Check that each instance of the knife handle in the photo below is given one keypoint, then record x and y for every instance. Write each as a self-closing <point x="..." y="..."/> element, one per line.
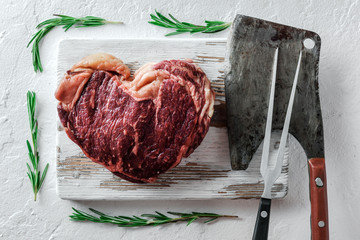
<point x="262" y="221"/>
<point x="318" y="198"/>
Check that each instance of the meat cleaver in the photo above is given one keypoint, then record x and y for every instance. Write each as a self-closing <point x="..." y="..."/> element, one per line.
<point x="251" y="46"/>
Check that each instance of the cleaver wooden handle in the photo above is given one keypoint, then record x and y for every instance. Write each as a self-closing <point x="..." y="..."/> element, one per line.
<point x="318" y="198"/>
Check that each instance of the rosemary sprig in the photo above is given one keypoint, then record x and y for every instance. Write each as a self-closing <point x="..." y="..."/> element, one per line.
<point x="145" y="219"/>
<point x="34" y="172"/>
<point x="183" y="27"/>
<point x="60" y="20"/>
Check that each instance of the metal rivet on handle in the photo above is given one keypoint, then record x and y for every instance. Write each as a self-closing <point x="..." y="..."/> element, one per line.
<point x="319" y="182"/>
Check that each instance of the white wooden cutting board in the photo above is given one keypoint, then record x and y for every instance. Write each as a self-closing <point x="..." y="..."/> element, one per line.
<point x="206" y="174"/>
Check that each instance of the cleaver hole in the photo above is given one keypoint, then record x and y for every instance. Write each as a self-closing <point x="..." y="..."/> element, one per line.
<point x="309" y="43"/>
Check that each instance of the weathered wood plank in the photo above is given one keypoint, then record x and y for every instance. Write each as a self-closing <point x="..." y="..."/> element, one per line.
<point x="206" y="174"/>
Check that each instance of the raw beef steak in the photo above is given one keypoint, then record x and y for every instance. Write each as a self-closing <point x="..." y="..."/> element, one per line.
<point x="137" y="128"/>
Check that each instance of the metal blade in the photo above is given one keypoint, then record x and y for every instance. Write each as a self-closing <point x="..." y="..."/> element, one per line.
<point x="248" y="83"/>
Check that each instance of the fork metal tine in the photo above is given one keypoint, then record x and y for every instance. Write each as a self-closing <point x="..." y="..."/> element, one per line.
<point x="266" y="146"/>
<point x="271" y="174"/>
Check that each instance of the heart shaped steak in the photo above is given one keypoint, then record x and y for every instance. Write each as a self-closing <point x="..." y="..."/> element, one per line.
<point x="137" y="128"/>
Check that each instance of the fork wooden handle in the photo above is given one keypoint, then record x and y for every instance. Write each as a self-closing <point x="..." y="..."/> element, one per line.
<point x="262" y="221"/>
<point x="318" y="198"/>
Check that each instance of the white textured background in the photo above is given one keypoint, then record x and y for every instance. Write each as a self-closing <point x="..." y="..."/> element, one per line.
<point x="338" y="24"/>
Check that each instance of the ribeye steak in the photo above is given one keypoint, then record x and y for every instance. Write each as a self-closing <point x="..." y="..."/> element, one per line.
<point x="137" y="128"/>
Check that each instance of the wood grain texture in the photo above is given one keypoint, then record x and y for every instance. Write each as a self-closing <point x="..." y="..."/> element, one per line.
<point x="206" y="174"/>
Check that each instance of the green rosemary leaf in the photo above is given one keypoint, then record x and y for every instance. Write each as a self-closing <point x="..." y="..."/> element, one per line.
<point x="181" y="27"/>
<point x="34" y="174"/>
<point x="66" y="22"/>
<point x="44" y="175"/>
<point x="190" y="221"/>
<point x="210" y="220"/>
<point x="146" y="220"/>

- - - - - - -

### [Goal of the exercise]
Reproduce every entry above word for word, leaving out the pictures.

### [Result for this exercise]
Check that each instance of the knife handle in the photo below is given one keypoint, then record x and y for every instance. Write each as a self-closing <point x="..." y="..."/> element, one per line.
<point x="262" y="221"/>
<point x="318" y="198"/>
Check that each instance of the meat cleaver in the photo above is given one keypoint, then record x and y for every instance. Write each as a self-closing <point x="..." y="..."/> element, one per line.
<point x="251" y="46"/>
Check that each instance of the cleaver wooden handle in the photo above is given one keypoint, then record x and y for every instance. Write each as a self-closing <point x="..." y="..."/> element, one per line.
<point x="318" y="198"/>
Check that each instance of the rosemary sprig in the photo above is given one keypoint, then record x and y for every instance. Write each as a self-closing <point x="..." y="..."/> element, one per line.
<point x="145" y="219"/>
<point x="34" y="172"/>
<point x="183" y="27"/>
<point x="60" y="20"/>
Check that each instance of the metal rivet on handle in the photo above is given one keypoint, then record x and y for every instance. Write each as a self-closing <point x="..." y="..."/> element, one per line.
<point x="319" y="182"/>
Check that each instance of the white wooden cutting board in the photo above is given one keypoint, then record x and y for every instance. Write each as a self-closing <point x="..." y="..."/> element, one per line.
<point x="206" y="174"/>
Check that each instance of the cleaver hole in the photo above is given one keypoint, then record x and y for every instance. Write each as a self-closing <point x="..." y="..."/> element, one per line.
<point x="309" y="43"/>
Check that each instance of the weathered wood plank in the photo above is given one keypoint, then record x and y for every instance. Write each as a self-closing <point x="..." y="..."/> element, one per line.
<point x="206" y="174"/>
Check that each instance of the raw beef steak in the photo above is given one keypoint, then record x and y for every instance. Write each as a self-closing <point x="..." y="..."/> element, one per line.
<point x="137" y="128"/>
Check that each instance of the metal blade in the photo above is given one keypoint, then record x and y for every instance. Write each as a self-closing <point x="..." y="..."/> element, one per line.
<point x="248" y="83"/>
Check that each instance of the fork metal tine in the photo above is given one keypoint, then record x and y for every instance. Write each as a self-closing <point x="..." y="..."/> element, one per line.
<point x="266" y="146"/>
<point x="271" y="174"/>
Check that each instance of the heart shaped steak in the photo above is given one keypoint, then record x and y for every instance. Write each as a self-closing <point x="..." y="..."/> element, one per line.
<point x="137" y="128"/>
Check that each instance of the fork wooden handle in the photo above is given one keypoint, then record x and y for every instance. Write each as a self-closing <point x="..." y="..."/> element, one per line.
<point x="262" y="221"/>
<point x="318" y="198"/>
Check that each instance of the white textured background in the photo above is given one keypoint, then record x and y for every instance. Write each as a self-closing <point x="..." y="..."/> element, one per line.
<point x="338" y="24"/>
Check that each instance of the ribeye steak in the photo above is given one keypoint, then record x and y for every instance. Write each as a self-closing <point x="..." y="..."/> element, one per line.
<point x="137" y="128"/>
Check that each instance of the wood grain texture in the photo above is given one keypoint, then record x and y for every instance. Write each as a self-closing <point x="..." y="..."/> element, one per line.
<point x="206" y="174"/>
Check that each instance of the green rosemary leaf in the photo above is given one keypoint, then record x and y for every instance. Write each as a self-closing <point x="..." y="..."/> element, one per line.
<point x="181" y="27"/>
<point x="34" y="174"/>
<point x="66" y="22"/>
<point x="44" y="175"/>
<point x="190" y="221"/>
<point x="210" y="220"/>
<point x="146" y="220"/>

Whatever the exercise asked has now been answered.